[Recorded data]
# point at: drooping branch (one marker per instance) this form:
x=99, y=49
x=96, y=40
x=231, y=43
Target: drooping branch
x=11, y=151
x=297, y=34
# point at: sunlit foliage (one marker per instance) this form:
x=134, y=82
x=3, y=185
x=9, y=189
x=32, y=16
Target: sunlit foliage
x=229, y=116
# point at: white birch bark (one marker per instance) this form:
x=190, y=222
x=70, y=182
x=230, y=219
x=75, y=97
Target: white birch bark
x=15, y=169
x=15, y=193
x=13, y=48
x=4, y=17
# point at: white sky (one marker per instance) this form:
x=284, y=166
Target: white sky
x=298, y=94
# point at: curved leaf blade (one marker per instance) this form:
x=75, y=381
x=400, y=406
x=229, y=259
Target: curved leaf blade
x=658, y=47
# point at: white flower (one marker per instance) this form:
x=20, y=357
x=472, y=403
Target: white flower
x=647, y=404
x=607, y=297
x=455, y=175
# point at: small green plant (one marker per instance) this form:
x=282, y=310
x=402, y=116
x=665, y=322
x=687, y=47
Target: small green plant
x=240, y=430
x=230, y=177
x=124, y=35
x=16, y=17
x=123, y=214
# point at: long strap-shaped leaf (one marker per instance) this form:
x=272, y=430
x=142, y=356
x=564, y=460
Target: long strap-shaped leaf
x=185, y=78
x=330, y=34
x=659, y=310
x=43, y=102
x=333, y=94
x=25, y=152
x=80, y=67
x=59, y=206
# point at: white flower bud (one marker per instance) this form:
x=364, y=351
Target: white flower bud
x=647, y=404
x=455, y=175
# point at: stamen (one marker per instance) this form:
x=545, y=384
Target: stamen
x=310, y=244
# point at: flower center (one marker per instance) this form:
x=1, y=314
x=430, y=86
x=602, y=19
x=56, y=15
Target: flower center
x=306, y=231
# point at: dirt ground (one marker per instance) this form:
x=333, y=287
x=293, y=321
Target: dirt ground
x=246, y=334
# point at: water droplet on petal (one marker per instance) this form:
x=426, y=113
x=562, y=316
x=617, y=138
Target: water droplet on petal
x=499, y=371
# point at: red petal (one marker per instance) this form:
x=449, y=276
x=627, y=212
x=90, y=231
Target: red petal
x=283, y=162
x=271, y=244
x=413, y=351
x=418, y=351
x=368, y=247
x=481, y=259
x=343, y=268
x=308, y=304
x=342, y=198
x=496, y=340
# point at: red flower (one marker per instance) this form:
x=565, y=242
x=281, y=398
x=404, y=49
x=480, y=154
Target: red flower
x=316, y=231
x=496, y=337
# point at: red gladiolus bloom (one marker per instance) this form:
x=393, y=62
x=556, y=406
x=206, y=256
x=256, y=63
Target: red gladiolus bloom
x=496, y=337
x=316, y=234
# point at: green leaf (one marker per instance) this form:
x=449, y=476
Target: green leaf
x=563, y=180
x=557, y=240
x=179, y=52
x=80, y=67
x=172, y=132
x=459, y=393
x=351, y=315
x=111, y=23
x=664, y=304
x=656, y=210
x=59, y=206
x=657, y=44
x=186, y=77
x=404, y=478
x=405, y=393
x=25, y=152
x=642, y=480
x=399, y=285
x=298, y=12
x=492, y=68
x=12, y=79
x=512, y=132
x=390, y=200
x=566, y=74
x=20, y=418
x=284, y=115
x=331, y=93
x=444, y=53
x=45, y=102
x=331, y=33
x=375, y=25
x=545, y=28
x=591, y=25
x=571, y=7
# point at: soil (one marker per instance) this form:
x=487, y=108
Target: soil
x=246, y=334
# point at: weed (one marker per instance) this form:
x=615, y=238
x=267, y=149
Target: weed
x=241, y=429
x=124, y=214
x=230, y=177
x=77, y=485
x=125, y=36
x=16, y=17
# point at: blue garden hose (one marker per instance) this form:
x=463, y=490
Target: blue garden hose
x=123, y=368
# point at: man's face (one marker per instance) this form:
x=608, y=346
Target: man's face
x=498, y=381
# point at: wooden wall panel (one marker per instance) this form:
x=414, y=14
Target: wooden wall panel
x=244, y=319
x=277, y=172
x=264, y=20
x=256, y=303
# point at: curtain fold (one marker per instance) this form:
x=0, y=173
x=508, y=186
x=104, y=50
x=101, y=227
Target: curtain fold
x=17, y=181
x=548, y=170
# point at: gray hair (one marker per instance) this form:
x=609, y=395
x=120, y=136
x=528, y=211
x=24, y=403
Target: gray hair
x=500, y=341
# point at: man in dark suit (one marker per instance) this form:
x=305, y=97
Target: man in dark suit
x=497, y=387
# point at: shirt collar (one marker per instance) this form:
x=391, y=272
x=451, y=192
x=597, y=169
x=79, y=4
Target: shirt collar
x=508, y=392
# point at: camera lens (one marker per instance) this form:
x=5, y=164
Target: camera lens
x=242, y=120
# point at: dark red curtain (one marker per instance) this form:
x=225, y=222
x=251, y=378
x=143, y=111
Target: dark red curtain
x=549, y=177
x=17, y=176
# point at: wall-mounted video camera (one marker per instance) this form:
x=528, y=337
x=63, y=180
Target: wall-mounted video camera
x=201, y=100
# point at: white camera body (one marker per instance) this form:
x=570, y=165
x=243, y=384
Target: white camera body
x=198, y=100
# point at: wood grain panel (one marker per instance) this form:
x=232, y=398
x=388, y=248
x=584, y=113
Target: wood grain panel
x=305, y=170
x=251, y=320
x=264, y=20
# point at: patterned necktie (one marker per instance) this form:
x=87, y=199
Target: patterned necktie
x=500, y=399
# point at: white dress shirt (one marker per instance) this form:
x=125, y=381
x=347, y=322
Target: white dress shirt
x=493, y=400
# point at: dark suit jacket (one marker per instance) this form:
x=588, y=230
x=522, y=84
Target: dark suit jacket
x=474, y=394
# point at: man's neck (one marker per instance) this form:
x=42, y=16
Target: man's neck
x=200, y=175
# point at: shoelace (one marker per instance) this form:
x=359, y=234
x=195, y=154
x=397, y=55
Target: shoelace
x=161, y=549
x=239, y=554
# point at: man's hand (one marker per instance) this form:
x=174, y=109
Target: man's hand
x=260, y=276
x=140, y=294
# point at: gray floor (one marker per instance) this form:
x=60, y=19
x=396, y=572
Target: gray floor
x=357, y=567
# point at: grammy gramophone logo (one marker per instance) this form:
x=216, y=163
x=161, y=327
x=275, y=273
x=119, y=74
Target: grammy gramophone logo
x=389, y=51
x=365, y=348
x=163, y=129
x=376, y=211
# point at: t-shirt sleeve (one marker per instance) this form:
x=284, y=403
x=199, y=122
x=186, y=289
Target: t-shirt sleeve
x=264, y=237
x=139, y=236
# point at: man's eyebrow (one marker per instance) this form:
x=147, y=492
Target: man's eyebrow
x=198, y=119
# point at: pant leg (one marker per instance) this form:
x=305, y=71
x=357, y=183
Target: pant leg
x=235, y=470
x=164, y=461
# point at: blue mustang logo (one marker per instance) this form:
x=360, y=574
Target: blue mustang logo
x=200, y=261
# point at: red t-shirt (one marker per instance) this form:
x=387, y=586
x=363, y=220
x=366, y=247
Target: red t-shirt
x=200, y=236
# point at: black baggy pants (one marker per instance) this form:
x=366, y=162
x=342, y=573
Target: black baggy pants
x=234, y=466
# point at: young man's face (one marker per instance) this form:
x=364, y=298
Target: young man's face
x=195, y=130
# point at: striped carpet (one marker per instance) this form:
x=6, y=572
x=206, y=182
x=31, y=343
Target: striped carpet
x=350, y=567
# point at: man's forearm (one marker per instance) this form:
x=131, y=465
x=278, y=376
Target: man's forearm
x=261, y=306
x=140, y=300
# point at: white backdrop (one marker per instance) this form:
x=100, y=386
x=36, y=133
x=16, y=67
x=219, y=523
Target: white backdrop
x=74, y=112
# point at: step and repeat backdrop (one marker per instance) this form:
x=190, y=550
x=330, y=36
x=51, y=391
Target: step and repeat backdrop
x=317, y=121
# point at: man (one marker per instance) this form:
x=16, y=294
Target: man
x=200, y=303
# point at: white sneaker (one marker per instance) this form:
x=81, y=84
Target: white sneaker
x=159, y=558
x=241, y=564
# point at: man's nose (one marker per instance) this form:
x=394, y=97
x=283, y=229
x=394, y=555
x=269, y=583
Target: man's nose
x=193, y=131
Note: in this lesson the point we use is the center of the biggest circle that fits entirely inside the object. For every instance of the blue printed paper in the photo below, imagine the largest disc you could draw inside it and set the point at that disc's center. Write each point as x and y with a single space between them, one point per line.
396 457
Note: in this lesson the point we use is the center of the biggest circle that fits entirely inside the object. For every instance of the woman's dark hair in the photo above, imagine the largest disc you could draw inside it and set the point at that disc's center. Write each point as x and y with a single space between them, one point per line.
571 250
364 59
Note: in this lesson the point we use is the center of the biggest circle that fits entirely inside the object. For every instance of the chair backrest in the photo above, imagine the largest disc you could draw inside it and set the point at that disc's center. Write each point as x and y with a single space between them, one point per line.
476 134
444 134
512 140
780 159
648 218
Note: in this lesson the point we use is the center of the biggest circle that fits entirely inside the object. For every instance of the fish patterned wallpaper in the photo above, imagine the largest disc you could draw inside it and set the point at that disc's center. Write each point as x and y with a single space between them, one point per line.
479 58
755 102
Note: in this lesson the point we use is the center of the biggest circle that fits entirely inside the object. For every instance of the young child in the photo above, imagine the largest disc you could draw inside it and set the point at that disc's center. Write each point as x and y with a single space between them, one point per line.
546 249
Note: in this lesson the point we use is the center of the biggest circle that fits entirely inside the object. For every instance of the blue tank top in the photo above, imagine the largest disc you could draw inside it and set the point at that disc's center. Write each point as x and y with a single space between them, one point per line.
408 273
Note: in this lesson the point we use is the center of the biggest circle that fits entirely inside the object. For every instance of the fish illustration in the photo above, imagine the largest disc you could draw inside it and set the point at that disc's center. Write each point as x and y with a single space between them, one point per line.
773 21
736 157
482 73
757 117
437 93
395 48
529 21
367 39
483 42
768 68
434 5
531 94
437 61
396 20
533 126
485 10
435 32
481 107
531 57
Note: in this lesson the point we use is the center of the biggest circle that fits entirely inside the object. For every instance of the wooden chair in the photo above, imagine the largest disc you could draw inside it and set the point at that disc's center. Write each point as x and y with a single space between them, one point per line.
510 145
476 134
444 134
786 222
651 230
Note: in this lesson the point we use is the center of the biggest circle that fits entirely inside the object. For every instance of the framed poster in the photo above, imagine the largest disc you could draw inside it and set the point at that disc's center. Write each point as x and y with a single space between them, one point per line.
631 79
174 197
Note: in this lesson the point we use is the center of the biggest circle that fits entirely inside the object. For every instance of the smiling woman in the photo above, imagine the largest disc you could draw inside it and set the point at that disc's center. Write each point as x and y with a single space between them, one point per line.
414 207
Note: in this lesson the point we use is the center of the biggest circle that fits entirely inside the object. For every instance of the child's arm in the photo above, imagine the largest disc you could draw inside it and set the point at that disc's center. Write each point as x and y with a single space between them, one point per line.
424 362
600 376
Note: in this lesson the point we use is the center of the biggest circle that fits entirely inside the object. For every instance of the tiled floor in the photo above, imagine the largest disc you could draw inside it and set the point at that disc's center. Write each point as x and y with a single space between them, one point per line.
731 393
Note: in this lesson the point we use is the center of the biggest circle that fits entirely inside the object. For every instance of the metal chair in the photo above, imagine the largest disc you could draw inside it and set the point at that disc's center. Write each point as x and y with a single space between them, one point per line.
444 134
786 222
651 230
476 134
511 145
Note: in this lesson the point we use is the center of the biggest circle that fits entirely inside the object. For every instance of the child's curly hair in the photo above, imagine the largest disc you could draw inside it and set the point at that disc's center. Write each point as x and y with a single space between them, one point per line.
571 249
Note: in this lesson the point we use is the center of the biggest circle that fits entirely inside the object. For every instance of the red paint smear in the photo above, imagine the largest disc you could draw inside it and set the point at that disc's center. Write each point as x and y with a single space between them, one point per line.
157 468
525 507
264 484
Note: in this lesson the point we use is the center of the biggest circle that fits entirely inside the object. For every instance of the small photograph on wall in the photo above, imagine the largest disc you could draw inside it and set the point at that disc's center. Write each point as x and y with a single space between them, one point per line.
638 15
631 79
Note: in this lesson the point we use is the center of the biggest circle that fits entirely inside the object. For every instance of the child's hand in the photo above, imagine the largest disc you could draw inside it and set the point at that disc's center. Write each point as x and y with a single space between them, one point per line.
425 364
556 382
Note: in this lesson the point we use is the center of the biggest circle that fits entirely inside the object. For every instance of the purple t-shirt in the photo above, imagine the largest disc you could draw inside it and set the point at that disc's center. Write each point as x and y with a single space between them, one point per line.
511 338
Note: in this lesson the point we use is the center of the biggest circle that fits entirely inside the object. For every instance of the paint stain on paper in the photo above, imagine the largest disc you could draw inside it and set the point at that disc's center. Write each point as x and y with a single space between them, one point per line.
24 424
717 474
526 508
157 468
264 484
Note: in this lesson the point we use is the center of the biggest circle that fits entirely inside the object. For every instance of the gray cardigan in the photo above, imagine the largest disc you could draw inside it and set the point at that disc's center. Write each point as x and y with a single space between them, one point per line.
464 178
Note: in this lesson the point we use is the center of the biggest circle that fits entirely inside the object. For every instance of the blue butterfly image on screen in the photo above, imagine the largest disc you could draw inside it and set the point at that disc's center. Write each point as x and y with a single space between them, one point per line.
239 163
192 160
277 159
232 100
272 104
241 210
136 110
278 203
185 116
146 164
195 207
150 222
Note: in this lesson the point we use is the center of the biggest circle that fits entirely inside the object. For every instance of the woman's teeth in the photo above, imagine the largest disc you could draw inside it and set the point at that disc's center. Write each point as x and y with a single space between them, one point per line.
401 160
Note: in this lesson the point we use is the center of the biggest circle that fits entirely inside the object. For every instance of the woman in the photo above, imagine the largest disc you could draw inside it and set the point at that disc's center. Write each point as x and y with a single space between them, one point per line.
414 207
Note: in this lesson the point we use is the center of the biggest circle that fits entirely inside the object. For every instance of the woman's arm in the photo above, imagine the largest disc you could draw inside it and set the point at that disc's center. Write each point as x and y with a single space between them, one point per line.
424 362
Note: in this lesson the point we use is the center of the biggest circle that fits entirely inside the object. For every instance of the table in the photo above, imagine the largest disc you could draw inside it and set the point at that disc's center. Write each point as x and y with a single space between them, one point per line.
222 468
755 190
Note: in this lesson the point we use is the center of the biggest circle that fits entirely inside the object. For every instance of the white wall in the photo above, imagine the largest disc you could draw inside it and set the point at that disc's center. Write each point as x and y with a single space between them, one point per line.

▶ _What is needed_
An exact copy of the lines above, from the one containing "Target: shoelace" down to the one containing "x=269, y=583" and including both, is the whole answer; retype it and nothing else.

▶ _Written response_
Target: shoelace
x=161, y=549
x=239, y=554
# point at: man's hand (one marker per instance) this form:
x=174, y=109
Target: man's hand
x=260, y=276
x=140, y=294
# point at: gray floor (one marker per instance) this form:
x=60, y=19
x=396, y=572
Target: gray floor
x=357, y=567
# point at: grammy gramophone logo (one marker per instance) this form:
x=216, y=163
x=161, y=327
x=275, y=273
x=119, y=74
Target: grammy gramophone logo
x=389, y=51
x=365, y=348
x=163, y=129
x=376, y=211
# point at: t-shirt sleeve (one marker per instance) this form:
x=284, y=403
x=199, y=122
x=186, y=289
Target: t-shirt sleeve
x=264, y=237
x=139, y=236
# point at: man's eyebrow (one marker per instance) this form:
x=147, y=492
Target: man's eyebrow
x=198, y=119
# point at: pant leg (one marker per instance) this form:
x=305, y=71
x=357, y=183
Target: pant leg
x=235, y=470
x=164, y=461
# point at: blue mustang logo (one marker per instance) this form:
x=360, y=574
Target: blue mustang logo
x=200, y=261
# point at: red t-shirt (one marker per instance) this form:
x=387, y=586
x=363, y=220
x=366, y=247
Target: red t-shirt
x=200, y=236
# point at: black baggy pants (one marker per instance) this form:
x=366, y=162
x=342, y=573
Target: black baggy pants
x=234, y=466
# point at: young man's face (one marker per instance) this form:
x=364, y=298
Target: young man's face
x=195, y=130
# point at: striped carpet (one marker per instance) this form:
x=6, y=572
x=206, y=182
x=31, y=343
Target: striped carpet
x=350, y=567
# point at: man's forearm (one marker per instance) this form:
x=131, y=465
x=278, y=376
Target: man's forearm
x=261, y=306
x=140, y=300
# point at: white backdrop (one marker per instance) this form:
x=100, y=386
x=36, y=133
x=16, y=67
x=219, y=523
Target: white backdrop
x=74, y=112
# point at: step and repeat backdrop (one marker per instance) this form:
x=190, y=550
x=330, y=36
x=51, y=391
Target: step and repeat backdrop
x=317, y=121
# point at: man (one marker per instance) this form:
x=16, y=294
Target: man
x=200, y=303
# point at: white sneaker (one marker per instance) this form:
x=81, y=84
Target: white sneaker
x=159, y=558
x=241, y=564
# point at: man's nose (one marker per instance) this form:
x=394, y=97
x=283, y=229
x=394, y=555
x=269, y=583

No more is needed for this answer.